- _Required task_
For each statement below, say yes or no to whether it agrees with the text on HTML font styles, and quote the deciding words: 1. With logical font tags, the browser decides how to display them. 2. Mosaic displays the Netscape extensions with their special effects. 3. Physical font styles cannot be combined.
==== Provided text ====
For the other fonts, there are logical and physical style tags. With logical font tags, it is up to the browser to decide how to display them. Logical tags include <EM> for emphasis (usually displayed in italics), <STRONG> for important text (usually displayed in bold), and others.

Figure 15.4 shows the behavior of the logical font style tags using the Mosaic Web browser. Figure 15.5 shows the behavior of the logical font style tags using the Netscape Navigator browser. Listing 15.3 shows the source for it.

Figure 15.4.
Logical font styles viewed through Mosaic.

It is not very obvious that the different font types are really different in Figure 15.4. It is much more obvious in Figure 15.5 what the different fonts are (they are better supported).

Figure 15.5.
Logical font styles viewed through Netscape Navigator.

Listing 15.3. Source for logical font styles.

<html>
<title> Logical Font Styles  </title>
</head>
<body>
<ADDRESS> Postal or E-mail address - ABCDEF abcdef &lt;ADDRESS&gt;
</address> <br>
<CITE> Citations  - ABCDEF abcdef &lt;CITE&gt; </cite> <br>
<CODE> Program Code - ABCDEF abcdef &lt;CODE&gt; </code> <br>
<EM> Emphasis - ABCDEF abcdef &lt;EM&gt; </em> <br>
<KBD> Keyboard Input - ABCDEF abcdef &lt;KBD&gt; </kbd> <br>
<SAMP> Literal (Sample) Characters - ABCDEF abcdef &lt;SAMP&gt;
</samp> <br>
<STRONG> Strong or Important - ABCDEF abcdef &lt;STRONG&gt;
</strong> <br>
<VAR> Variable Name - ABCDEF abcdef &lt;VAR&gt; </var> <br>
</body>
</html>

With the exception of the invalid heading tags, all of them appeared on their own lines (by definition, a heading gets its own line). When specifying font types, it is necessary to tell the browser to go to a new line through the <br> (line break) tag.

Physical tags include <i> for italics, <b> for bold, and others.

Figure 15.6 shows the behavior of the physical font style tags using the Mosaic Web browser. Figure 15.7 shows the behavior of the physical font style tags using the Netscape Navigator browser. Listing 15.4 shows the source for it.

Figure 15.6.
Physical font styles viewed through Mosaic.

Mosaic supports the standard physical font styles, but treats the Netscape extensions as plain text. Netscape Navigator supports the standard physical font styles and its own extensions. Although not obvious from the screen in Figure 15.7, the <BLINK> tag line does actually blink.

Figure 15.7.
Physical font styles viewed through Netscape Navigator.

Listing 15.4. Source for heading tags.

<html>
<head>
<title> Physical Font Styles  </title>
</head>
<body>
<B> Bold - ABCDEF abcdef &lt;B&gt; </b> <br>
<I> Italics  - ABCDEF abcdef &lt;I&gt; </i> <br>
<S> Strike Out - ABCDEF abcdef &lt;S&gt; </s> <br>
<U> Underline - ABCDEF abcdef &lt;U&gt; </u> <br>
<TT> Typewriter Text - ABCDEF abcdef &lt;TT&gt; </tt> <br>
<BLINK> Blink (Netscape extension) - ABCDEF abcdef &lt;BLINK&gt;
</blink> <br>
<FONT SIZE=1> font size 1 (Netscape Extension) - ABCDEF abcdef &lt;FONT SIZE=1&gt;
</FONT> <br>
<FONT SIZE=3> font size 3 (Netscape Extension) - ABCDEF abcdef &lt;FONT SIZE=3&gt;
</FONT> <br>
<FONT SIZE=5> font size 5 (Netscape Extension) - ABCDEF abcdef &lt;FONT SIZE=5&gt;
</FONT> <br>
<FONT SIZE=7> font size 7 (Netscape Extension) - ABCDEF abcdef &lt;FONT SIZE=7&gt;
</FONT> <br>
</body>
</html>

Physical font styles can be combined to produce multiple effects like bold italics or bold underlined.
==== Given data ====
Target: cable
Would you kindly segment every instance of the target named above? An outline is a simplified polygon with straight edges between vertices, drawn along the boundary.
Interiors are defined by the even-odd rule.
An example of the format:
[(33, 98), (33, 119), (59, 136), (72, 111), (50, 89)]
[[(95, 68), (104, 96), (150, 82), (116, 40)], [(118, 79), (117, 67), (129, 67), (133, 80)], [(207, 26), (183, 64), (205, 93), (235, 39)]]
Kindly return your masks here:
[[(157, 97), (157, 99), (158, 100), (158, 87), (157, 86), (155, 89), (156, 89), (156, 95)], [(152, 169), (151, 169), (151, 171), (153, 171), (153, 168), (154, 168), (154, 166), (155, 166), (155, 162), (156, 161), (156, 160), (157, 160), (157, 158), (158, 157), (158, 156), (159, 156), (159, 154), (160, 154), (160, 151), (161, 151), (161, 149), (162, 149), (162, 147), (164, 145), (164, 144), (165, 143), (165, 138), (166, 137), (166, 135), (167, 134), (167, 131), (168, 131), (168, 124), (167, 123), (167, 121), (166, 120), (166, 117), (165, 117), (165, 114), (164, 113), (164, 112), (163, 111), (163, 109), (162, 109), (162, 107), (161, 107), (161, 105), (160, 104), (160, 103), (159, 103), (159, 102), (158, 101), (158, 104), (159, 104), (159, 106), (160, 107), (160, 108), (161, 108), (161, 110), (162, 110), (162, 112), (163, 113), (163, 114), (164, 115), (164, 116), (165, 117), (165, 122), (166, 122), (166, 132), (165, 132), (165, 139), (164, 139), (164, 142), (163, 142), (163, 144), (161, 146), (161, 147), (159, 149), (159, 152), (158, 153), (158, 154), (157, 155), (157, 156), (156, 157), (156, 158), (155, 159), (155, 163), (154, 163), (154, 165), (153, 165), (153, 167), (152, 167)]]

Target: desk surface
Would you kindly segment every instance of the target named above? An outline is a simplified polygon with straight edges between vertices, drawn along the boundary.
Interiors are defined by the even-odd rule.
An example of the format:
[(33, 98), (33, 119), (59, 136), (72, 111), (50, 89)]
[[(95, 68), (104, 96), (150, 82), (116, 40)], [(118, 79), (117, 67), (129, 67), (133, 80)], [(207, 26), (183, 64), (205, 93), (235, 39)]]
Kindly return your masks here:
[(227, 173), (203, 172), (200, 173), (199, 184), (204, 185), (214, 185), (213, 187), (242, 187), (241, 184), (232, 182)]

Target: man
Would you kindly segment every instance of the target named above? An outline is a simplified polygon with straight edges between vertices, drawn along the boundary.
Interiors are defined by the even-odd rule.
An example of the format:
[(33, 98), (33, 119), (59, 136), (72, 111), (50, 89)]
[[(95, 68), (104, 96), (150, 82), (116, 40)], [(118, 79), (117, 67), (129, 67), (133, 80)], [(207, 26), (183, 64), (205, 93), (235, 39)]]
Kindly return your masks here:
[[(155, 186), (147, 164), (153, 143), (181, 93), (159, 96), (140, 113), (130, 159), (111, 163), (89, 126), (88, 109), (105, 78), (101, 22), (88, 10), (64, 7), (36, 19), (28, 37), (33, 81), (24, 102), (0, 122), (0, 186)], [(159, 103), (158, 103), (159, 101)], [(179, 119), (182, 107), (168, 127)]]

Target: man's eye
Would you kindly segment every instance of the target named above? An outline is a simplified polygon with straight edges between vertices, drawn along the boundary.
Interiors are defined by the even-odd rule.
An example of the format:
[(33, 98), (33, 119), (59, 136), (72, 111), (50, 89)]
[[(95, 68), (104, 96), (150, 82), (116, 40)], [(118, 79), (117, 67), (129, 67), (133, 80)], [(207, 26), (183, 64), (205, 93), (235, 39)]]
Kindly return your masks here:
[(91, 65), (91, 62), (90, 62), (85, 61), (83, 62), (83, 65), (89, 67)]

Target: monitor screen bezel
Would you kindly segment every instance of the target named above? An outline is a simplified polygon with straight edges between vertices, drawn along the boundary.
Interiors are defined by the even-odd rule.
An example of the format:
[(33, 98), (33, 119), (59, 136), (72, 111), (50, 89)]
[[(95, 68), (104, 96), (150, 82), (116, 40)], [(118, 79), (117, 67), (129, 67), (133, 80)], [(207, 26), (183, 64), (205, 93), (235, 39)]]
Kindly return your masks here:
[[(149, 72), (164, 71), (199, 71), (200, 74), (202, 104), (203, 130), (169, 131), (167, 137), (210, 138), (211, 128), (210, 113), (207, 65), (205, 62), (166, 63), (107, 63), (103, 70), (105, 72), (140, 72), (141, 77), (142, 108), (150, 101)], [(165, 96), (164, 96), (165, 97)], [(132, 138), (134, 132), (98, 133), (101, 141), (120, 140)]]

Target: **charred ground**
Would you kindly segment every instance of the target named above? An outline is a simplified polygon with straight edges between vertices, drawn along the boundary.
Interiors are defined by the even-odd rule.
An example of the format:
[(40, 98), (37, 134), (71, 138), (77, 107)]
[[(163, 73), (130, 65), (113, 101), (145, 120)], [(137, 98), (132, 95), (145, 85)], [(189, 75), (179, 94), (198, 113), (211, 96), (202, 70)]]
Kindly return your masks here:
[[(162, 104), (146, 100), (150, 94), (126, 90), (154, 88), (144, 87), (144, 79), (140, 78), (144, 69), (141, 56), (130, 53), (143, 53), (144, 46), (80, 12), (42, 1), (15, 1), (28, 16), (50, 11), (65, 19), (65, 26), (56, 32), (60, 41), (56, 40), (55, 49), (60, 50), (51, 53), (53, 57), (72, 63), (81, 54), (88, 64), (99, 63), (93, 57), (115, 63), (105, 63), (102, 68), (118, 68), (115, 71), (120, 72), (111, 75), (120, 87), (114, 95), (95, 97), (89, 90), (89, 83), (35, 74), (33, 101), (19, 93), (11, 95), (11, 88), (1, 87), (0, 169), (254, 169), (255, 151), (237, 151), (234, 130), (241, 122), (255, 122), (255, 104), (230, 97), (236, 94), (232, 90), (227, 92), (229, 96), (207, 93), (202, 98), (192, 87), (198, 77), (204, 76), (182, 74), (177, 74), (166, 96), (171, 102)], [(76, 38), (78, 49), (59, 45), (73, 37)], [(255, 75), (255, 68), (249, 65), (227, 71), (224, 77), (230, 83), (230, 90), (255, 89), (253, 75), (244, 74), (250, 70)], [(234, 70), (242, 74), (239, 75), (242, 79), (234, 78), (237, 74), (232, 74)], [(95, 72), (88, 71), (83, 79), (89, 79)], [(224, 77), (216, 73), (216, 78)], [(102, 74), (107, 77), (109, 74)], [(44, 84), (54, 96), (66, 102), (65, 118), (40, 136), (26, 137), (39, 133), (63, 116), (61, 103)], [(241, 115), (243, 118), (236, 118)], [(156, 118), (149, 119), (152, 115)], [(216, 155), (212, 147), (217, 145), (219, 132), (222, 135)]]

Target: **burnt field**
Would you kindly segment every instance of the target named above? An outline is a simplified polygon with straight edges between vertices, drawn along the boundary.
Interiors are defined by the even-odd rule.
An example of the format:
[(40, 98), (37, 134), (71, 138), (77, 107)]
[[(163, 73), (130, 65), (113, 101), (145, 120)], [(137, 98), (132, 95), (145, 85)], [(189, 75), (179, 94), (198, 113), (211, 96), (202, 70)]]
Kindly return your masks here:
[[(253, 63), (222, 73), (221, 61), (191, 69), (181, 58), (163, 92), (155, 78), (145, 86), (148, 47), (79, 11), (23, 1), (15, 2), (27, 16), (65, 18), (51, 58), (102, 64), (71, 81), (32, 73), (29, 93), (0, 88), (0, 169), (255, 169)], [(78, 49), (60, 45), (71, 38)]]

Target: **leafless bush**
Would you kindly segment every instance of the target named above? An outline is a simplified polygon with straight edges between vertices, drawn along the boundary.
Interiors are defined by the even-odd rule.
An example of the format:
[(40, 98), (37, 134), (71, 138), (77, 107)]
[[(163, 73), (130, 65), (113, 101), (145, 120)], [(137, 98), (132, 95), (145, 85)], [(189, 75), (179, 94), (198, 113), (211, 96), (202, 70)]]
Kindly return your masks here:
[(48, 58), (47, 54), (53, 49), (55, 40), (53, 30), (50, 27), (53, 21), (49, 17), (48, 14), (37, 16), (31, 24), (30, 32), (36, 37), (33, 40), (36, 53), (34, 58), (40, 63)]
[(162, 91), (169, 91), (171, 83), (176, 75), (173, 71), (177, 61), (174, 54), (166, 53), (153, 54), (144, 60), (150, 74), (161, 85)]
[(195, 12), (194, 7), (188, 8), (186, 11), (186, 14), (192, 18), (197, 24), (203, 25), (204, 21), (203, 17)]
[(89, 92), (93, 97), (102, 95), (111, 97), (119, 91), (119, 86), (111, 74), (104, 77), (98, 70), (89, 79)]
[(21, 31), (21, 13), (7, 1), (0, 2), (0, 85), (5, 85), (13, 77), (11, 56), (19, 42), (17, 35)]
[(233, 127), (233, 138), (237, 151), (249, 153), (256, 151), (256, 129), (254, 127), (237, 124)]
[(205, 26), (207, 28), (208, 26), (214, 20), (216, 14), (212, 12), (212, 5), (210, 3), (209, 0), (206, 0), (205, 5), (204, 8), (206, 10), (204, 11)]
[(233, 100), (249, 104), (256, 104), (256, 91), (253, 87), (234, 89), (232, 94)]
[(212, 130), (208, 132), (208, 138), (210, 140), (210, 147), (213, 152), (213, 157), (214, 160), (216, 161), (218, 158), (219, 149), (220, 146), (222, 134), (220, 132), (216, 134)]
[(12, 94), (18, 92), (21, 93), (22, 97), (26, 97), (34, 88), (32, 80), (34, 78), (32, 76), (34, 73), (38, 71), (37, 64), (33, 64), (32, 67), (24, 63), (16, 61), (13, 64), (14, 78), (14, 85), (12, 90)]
====
- _Exercise solution_
1. Yes: "With logical font tags, it is up to the browser to decide how to display them."
2. No: "Mosaic supports the standard physical font styles, but treats the Netscape extensions as plain text."
3. No: "Physical font styles can be combined to produce multiple effects like bold italics or bold underlined."